■ Directive: Swap "peeling bark" for "loose bark" in the stretch from the line containing "the red crossbill" through the line containing "[20,106,163,233]", and give only those lines again with nothing else changed.
======
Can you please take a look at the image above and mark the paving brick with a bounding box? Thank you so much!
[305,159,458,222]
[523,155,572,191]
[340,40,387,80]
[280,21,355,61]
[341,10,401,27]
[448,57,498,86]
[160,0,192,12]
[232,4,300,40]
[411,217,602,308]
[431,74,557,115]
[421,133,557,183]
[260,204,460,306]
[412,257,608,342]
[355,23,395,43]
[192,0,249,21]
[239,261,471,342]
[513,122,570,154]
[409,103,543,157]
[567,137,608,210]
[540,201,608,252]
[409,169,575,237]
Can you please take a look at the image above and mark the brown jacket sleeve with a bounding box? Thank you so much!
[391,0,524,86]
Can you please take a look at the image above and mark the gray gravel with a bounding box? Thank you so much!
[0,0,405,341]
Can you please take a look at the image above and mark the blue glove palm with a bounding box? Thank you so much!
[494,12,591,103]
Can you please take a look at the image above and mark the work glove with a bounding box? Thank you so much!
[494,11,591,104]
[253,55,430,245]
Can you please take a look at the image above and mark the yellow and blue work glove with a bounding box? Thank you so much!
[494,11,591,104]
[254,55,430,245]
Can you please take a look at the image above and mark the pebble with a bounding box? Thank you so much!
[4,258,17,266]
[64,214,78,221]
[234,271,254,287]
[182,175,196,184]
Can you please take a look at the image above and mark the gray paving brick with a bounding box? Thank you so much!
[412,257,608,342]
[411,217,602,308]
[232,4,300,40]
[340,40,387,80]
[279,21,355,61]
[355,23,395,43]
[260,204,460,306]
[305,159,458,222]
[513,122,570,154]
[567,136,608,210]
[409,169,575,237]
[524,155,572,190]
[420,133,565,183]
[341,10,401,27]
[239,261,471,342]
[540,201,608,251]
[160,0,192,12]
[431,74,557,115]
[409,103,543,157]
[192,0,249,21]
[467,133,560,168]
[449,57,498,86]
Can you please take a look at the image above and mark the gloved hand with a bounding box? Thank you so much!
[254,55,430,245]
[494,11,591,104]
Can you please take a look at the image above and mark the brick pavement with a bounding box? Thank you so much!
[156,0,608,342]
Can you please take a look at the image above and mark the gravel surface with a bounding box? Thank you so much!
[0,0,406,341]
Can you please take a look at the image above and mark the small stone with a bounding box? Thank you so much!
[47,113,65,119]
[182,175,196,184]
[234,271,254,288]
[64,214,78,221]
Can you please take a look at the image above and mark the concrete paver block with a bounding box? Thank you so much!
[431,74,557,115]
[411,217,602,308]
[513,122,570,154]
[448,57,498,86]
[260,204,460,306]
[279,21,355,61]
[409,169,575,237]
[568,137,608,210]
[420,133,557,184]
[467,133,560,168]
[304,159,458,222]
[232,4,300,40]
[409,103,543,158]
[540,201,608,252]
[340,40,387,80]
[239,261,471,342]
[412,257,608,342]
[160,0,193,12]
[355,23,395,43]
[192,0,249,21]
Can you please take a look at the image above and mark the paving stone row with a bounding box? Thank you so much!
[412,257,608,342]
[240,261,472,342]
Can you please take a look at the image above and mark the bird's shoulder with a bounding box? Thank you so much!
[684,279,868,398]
======
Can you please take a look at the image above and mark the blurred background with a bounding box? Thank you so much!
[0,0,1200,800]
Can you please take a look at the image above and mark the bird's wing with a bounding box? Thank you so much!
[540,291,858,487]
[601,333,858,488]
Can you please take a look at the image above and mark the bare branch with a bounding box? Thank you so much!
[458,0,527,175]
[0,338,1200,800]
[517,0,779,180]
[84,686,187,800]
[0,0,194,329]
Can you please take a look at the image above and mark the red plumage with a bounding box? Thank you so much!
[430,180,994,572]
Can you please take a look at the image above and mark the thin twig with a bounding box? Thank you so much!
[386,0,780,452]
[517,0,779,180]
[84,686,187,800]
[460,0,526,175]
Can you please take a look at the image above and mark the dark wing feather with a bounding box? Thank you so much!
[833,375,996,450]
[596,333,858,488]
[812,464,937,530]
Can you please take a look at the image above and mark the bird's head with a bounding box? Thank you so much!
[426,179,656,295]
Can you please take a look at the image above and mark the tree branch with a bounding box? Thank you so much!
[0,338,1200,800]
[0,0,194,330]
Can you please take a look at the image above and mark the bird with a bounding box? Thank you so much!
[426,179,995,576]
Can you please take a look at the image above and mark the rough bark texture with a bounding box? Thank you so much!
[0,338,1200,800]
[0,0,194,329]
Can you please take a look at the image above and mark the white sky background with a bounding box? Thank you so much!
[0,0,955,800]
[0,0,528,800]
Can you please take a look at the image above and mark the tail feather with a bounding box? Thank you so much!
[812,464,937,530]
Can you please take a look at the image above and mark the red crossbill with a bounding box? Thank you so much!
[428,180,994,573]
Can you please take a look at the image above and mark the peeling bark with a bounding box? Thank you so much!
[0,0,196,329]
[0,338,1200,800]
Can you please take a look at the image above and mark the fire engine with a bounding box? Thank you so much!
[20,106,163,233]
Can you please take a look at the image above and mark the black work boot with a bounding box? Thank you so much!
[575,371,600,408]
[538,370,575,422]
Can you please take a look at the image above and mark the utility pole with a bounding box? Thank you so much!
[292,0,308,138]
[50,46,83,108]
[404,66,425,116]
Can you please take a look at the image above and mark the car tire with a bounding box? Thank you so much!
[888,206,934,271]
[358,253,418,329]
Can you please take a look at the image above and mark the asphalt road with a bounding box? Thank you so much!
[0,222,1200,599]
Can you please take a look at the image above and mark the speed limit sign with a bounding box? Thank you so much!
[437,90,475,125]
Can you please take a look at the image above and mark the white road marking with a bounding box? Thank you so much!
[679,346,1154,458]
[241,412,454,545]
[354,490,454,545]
======
■ Worked answer:
Can you please take a look at the image above and mark the red crossbill with a bounding box? Thank you so much!
[428,180,994,573]
Can you please take a look at the image above and mark the loose bark with a bounding box? Thank you so much!
[0,0,196,329]
[0,338,1200,800]
Can you please take a look at the image above and mark the fire engine with a bounding box? Thank you so much!
[20,106,163,233]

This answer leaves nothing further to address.